++++ TEXTO FORNECIDO ++++

O Bloco de Esquerda, com um vereador eleito, apostou numa ativista, Beatriz Gomes Dias, atualmente deputada parlamentar. O desafio em cima da mesa para o BE é manter um vereador e superar os 7,14% de Ricardo Robles, o vereador bloquista que renunciou ao mandato na sequência do polémico caso da venda de um prédio em Alfama.

O Chega apresenta, pela primeira vez, um candidato autárquico, Nuno Graciano – a escolha de André Ventura para segurar os cerca de 11% dos votos que obteve em Lisboa, nas eleições presidenciais. A aposta num comunicador experiente do mundo do espetáculo pode bem vir a despertar o interesse dos eleitores mais descontentes e afastados que se revejam numa candidatura mais mediática e polémica. Um homem que se assume como sendo de convicções fortes e que não se revê no politicamente correto para alcançar os eleitores e ter os seus votos.

E, por último, o debutante Bruno Horta Soares, a segunda escolha do Iniciativa Liberal, depois da desistência do seu primeiro candidato, que ambiciona implementar na cidade a agenda liberal da IL, segundo as palavras do próprio. Além desta ambição, quer tornar Lisboa numa cidade “mais inteligente”, através da maximização do potencial liberal que a cidade tem. O mote que escolheu para apresentar a sua candidatura “Está na hora de libertar Lisboa” reforça esta visão que tem, de uma cidade agrilhoada a princípios e valores que em nada a beneficiam; mas, acima de tudo, revela que o seu ideário programático assenta basilarmente em busca de novas alternativas aos costumes dos lisboetas, com a introdução de uma cultura libertária e individual. Esta terá sido a principal razão para a IL não ter chegado a acordo com Carlos Moedas para entrar na coligação de centro-direita.

Desde as eleições autárquicas de 2017 que o executivo de Lisboa é composto por oito vereadores eleitos pelo PS (incluindo o movimento dos Cidadãos por Lisboa e o dos Lisboa é muita gente), um pelo BE, quatro pelo CDS-PP, dois pelo PSD e dois pela CDU. Ao todo, são 17 vereadores distribuídos por 5 forças políticas.

++++

INSTRUÇÕES A SEGUIR:
Segundo o texto sobre as autárquicas em Lisboa, quantos vereadores compõem ao todo o executivo de Lisboa desde as eleições de 2017? Responda numa frase, por favor.

++++ EXCERTO DOS DADOS ++++

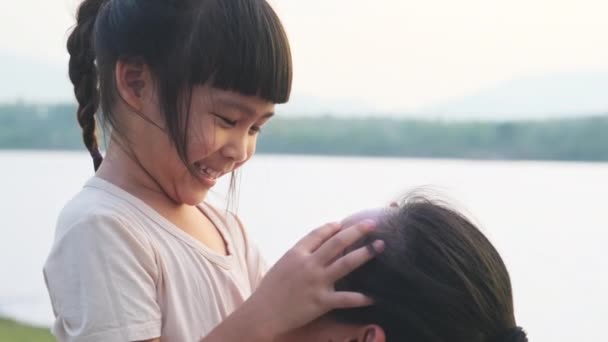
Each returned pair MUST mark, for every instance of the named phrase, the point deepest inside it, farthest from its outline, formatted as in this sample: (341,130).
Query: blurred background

++++

RESPOSTA À TAREFA:
São 17 vereadores, distribuídos por 5 forças políticas.